* **Exercice**
Dans le reportage sur l'Atlas oriental, quelle route relie Midelt à Imilchil ?

* **Texte à lire**
»»

Vendredi 11 juillet, au cœur de l’Atlas oriental. La route tertiaire P7319 qui relie Midelt à Imilchil est déserte. En plus du ralentissement de l’activité due au ramadan, des tronçons complets de la route ont été grignotés par les crues de l’oued suite à la fonte des neiges, rendant la conduite difficile même en 4×4. En ce début d’été, la température ne dépasse pas les 25 degrés et les pluies sporadiques embellissent le paysage. Dans les lopins de terre qui longent l’oued, les paysans s’affairent à moissonner le blé ou à cultiver les légumes. La beauté époustouflante de cette région accidentée, située à 2500 mètres d’altitude, contraste avec sa réputation de zone enclavée où l’ennemi de l’homme est le froid. Depuis l’hiver 2007, quand Anfgou a vu mourir plusieurs de ses enfants faute de soins, les projecteurs se braquent sur ce coin de l’Atlas au moment de la chute des neiges. Nous sommes partis à la découverte de cette région en dehors de la saison de tapage médiatique.
Un air de paradis
Nous entamons notre visite dans le village d’Agoudim. Un hameau paisible où la terre arable est plus abondante. Nous y rencontrons Driss Ouabbes, un natif du village issu d’une famille de bergers, qui gère une auberge où il accueille des touristes passionnés de trekking. Du haut de ses 37 ans, Driss a vu son environnement changer depuis deux décennies. « Autrefois, la neige était plus abondante et certains villageois possédaient des cheptels allant jusqu’à 400 têtes. Depuis 15 ans, les hivers sont plus froids qu’enneigés. Résultat, il y a moins de pâturage dans ces montagnes et il faut investir de l’argent pour nourrir les bêtes », raconte-t-il. Avec l’aide de son père, il abandonne l’élevage pour se concentrer sur l’agriculture vivrière et son projet d’auberge. « J’ai passé un accord avec une agence de tourisme à Marrakech qui m’envoie des groupes de touristes que je récupère à Imilchil. Grâce à ma connaissance du terrain, je les guide d’Imilchil à Jbel Ayachi près de Midelt, qui culmine à 3700 mètres, avec une escale dans mon auberge », précise Driss. Outre les caprices de la nature, les profondes mutations culturelles subies par le royaume ont précipité le déclin du mode de vie pastoral, typique de ces montagnes au sol très pauvre. « Le jeunes ne veulent plus travailler comme bergers. Quand ils ne s’engagent pas dans l’armée, ils désertent le village pour les grandes villes où ils travaillent dans le bâtiment. Même les filles ne veulent plus épouser des bergers », constate Driss, qui profite de la période d’accalmie du ramadan pour effectuer quelques travaux dans son auberge. « Je ne quitterai ces montagnes à aucun prix. Je ne suis pas fait pour la vie en ville », nous lance-t-il.

««

* **Données fournies**
»»

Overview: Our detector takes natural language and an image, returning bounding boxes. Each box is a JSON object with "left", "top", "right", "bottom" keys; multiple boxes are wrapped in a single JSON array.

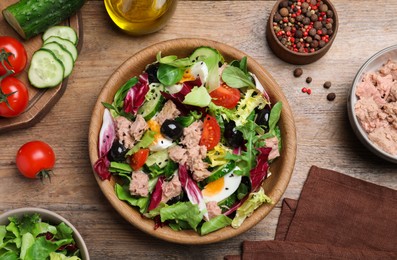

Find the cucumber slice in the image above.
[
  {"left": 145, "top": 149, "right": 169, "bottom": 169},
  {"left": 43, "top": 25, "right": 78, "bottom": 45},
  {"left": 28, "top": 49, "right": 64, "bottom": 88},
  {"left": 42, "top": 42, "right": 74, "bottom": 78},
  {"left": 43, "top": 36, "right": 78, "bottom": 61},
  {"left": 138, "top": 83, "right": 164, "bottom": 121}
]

««
»»

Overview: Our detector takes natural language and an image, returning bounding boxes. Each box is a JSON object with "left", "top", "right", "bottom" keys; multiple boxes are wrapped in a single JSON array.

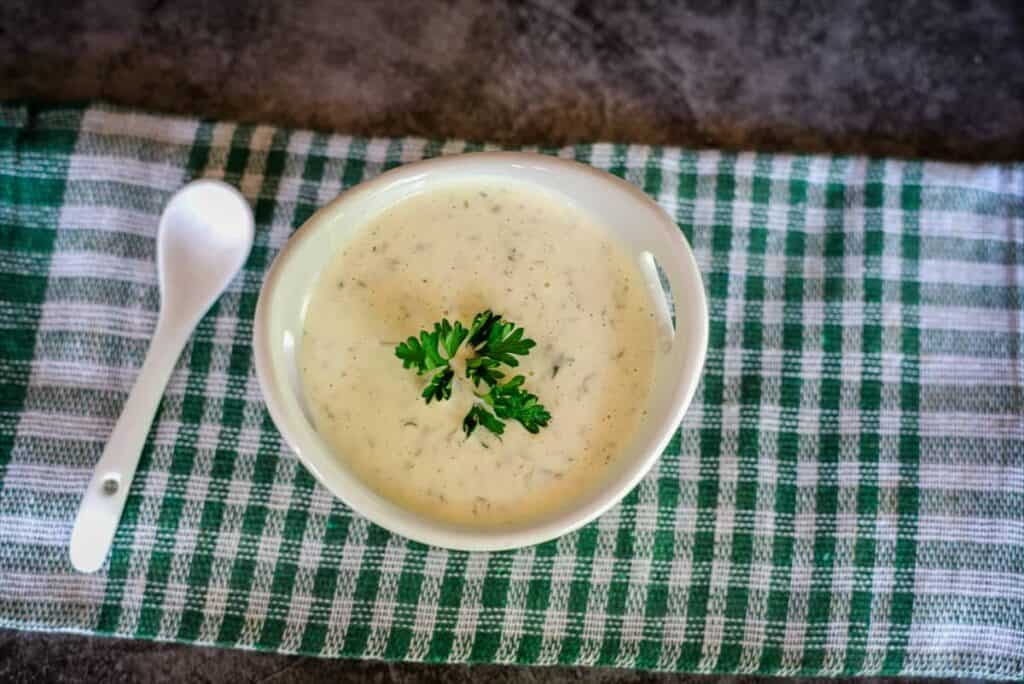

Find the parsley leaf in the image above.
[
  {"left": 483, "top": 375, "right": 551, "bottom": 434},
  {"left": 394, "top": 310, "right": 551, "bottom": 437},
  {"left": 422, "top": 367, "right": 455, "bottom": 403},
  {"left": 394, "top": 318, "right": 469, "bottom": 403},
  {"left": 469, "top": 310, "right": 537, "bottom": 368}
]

««
»»

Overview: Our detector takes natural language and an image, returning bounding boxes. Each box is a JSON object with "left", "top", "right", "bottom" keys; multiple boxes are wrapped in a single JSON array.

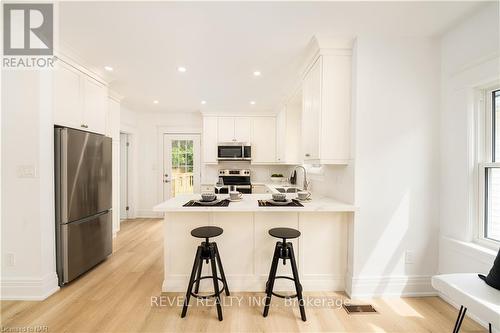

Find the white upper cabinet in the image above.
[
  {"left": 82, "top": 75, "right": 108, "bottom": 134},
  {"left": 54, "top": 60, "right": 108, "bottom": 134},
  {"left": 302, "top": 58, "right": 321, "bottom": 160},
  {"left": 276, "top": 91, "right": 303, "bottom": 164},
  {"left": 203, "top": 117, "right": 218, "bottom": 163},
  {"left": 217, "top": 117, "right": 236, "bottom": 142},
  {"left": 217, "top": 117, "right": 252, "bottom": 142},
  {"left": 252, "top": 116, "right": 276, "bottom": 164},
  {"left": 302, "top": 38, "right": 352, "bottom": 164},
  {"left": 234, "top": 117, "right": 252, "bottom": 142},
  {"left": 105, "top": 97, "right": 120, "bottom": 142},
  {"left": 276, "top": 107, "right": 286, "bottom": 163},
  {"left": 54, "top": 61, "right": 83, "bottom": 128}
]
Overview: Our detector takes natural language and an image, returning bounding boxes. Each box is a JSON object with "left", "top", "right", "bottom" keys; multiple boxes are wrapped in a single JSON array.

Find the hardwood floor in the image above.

««

* **Réponse rédigée**
La route tertiaire P7319.